(Raw records)
+---+

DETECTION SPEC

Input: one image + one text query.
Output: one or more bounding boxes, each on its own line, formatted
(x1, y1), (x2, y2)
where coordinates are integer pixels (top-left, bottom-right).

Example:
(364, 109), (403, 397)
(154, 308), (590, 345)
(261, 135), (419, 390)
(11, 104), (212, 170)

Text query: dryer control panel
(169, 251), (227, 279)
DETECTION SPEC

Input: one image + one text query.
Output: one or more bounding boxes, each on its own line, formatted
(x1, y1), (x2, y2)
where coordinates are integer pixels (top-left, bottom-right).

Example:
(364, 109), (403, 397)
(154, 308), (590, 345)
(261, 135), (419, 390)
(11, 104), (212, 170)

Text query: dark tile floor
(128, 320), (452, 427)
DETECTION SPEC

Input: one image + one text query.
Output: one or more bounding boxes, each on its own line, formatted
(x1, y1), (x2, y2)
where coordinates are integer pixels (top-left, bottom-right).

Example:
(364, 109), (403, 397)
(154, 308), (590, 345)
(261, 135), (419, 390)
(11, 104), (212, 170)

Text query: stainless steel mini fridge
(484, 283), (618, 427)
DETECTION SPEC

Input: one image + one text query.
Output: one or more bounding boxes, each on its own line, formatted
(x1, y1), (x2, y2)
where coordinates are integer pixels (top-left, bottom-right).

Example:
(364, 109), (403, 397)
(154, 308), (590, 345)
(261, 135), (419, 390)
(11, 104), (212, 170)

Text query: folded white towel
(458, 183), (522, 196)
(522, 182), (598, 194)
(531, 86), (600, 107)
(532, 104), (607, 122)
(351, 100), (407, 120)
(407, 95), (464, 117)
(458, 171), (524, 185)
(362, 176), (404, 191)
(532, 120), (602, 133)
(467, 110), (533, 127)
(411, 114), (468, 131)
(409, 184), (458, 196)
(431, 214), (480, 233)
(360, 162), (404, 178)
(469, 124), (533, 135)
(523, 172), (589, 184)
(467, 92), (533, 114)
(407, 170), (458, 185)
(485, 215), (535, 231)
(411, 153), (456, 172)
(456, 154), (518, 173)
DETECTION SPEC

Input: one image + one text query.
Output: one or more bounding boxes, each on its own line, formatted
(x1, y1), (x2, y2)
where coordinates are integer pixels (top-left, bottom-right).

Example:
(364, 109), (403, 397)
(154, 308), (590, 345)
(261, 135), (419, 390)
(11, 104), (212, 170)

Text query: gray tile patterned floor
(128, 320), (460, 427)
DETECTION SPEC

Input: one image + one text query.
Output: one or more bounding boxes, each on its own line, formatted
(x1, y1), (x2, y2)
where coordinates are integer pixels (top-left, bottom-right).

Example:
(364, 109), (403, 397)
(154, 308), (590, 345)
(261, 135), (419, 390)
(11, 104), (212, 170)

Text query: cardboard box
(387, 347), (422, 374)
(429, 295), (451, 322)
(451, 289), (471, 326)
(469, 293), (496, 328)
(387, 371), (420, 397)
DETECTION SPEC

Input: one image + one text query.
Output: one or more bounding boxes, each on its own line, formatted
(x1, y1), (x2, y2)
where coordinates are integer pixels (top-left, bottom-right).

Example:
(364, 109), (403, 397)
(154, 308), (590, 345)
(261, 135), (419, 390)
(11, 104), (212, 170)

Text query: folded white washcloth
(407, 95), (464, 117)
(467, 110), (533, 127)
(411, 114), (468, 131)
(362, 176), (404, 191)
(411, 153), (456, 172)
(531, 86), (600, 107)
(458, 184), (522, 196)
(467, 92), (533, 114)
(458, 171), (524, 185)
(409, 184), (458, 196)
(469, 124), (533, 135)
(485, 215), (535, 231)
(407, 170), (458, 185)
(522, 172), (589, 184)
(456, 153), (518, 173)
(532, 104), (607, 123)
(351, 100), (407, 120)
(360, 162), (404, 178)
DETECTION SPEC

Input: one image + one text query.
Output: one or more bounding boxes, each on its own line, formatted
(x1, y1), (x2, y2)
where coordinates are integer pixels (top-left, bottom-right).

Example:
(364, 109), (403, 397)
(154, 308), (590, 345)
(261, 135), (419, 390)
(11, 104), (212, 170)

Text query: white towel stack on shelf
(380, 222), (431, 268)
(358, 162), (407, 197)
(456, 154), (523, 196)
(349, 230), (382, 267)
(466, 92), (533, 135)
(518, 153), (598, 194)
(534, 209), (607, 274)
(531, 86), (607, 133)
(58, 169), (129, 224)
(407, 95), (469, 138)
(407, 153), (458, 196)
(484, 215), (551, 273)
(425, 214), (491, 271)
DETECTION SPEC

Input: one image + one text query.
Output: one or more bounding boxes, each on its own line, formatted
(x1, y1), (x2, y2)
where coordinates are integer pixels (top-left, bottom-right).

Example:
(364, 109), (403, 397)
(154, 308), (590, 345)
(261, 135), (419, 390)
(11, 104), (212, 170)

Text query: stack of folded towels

+---+

**The problem**
Report every line of the entries above that contains the word "floor", copying each line in full.

**Full output**
Text query: dark tile floor
Text query: gray tile patterned floor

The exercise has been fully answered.